§ **What you will do**: Starting at the line containing "of the stone" and ending at the last line of the records below, rewrite every line, requests included, and shift each coordinate in the answers up by 127.

++++ Records for processing

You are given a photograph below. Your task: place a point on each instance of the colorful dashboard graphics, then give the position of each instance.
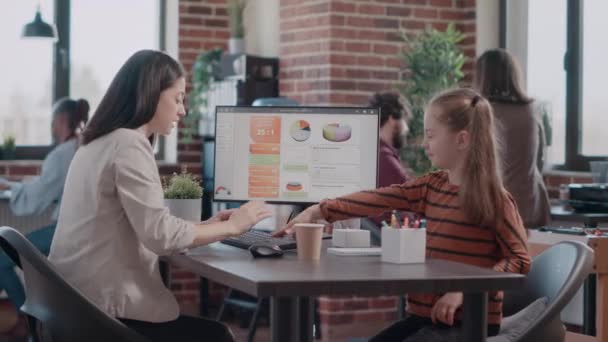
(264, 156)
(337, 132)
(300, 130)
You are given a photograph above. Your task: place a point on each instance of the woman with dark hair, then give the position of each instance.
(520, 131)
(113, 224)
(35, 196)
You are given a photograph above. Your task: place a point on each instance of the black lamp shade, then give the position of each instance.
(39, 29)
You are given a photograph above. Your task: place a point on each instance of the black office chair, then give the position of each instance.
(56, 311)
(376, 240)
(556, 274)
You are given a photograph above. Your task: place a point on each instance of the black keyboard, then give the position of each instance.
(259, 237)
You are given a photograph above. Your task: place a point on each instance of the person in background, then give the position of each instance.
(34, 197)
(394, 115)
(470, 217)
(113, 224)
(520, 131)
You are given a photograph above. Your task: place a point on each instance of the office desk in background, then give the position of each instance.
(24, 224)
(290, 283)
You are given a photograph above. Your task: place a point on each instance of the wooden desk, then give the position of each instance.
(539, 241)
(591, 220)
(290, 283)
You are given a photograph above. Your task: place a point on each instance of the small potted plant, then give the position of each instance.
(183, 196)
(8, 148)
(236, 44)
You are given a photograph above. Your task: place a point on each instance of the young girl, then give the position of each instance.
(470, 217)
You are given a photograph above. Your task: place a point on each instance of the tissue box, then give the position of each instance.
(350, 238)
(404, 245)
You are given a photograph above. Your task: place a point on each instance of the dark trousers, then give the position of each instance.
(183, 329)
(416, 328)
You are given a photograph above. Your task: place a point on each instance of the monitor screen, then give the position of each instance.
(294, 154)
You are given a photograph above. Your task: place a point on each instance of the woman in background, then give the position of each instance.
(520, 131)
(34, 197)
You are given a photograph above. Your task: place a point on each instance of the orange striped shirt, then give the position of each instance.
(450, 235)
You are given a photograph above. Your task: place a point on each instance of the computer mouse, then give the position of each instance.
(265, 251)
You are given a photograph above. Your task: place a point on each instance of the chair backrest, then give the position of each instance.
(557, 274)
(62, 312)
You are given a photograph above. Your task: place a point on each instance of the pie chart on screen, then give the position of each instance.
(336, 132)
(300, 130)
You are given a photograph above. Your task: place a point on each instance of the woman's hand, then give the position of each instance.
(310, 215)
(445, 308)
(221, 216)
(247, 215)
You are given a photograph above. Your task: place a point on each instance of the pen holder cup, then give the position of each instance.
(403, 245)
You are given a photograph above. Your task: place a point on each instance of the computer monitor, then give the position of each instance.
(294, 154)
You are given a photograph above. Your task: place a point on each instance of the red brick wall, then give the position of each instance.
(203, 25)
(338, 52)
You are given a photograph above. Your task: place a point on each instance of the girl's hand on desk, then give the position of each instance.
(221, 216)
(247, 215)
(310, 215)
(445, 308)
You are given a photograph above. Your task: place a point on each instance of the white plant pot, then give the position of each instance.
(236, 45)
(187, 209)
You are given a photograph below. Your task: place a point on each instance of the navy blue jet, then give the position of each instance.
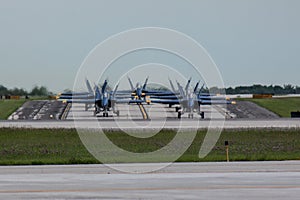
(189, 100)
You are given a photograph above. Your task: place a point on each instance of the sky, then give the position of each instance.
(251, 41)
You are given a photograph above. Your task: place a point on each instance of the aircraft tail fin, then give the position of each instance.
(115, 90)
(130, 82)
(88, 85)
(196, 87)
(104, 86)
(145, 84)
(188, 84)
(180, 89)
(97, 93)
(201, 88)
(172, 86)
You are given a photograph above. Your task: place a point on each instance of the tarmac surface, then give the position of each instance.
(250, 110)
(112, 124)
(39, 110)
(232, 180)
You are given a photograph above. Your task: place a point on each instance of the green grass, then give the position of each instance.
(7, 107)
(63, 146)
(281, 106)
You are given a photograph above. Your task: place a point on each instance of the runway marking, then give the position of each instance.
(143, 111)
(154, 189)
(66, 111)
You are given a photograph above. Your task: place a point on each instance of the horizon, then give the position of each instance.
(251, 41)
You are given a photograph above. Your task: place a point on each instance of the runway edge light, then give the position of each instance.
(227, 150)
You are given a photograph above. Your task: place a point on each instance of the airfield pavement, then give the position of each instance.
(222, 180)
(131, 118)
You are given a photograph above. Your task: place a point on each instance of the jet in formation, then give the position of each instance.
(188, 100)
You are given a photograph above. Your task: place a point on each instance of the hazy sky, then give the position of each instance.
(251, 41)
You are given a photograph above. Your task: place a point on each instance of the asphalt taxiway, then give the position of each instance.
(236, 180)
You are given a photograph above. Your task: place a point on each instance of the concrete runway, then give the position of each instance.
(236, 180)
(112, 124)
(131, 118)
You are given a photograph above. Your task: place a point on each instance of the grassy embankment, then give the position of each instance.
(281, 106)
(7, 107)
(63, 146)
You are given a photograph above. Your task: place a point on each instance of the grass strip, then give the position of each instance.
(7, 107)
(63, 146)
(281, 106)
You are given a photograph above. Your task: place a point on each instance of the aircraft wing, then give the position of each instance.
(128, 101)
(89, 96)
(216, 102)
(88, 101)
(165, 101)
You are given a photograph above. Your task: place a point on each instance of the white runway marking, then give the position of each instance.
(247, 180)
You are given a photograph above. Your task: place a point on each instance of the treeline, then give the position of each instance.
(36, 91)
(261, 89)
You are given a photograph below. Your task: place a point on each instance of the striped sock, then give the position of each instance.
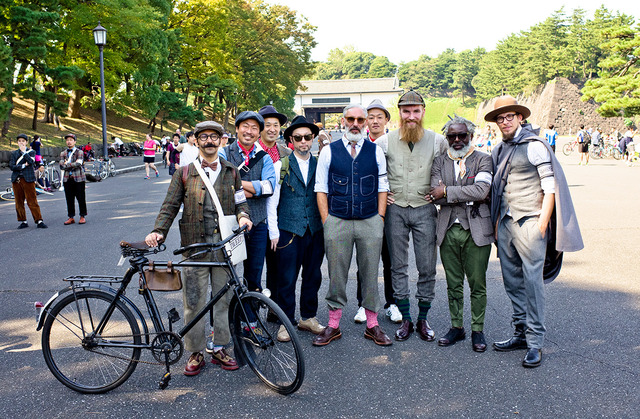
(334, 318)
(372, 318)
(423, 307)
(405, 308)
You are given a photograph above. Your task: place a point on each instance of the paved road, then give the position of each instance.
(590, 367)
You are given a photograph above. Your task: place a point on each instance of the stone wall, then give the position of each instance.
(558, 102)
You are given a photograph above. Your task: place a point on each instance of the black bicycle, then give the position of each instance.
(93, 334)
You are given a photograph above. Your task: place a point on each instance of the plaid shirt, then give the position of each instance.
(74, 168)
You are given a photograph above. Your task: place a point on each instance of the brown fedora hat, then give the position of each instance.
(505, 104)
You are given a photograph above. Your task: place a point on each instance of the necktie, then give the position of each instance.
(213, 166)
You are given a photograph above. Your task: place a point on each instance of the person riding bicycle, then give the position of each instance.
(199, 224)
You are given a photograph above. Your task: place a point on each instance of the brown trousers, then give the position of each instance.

++++++++

§ **Task output**:
You are given a photograph above. Your task: place a point on each instance of the stone wall, then give the position of each instance.
(685, 229)
You are given a photograph above. Your task: place a point on each instance of the black bicycle, then give the position of each instance.
(220, 461)
You are given a photograph above. Your task: place a point on each instance of the plaid shirt, then give the position of each instance.
(201, 295)
You are given a photograph above. Your task: place a point on each instance of the brown fedora hat, then give the position of each instance.
(632, 231)
You are given a photograph above. Your task: place a point on each instance of the necktie, then give the position of each instance.
(340, 293)
You are given a photograph above. Your task: place a point on each instance of the person riding bicycle, then give the position of each instance.
(326, 351)
You are given a photograph above. Your task: place a point on each instance of the brown trousers, then give the position of each instance.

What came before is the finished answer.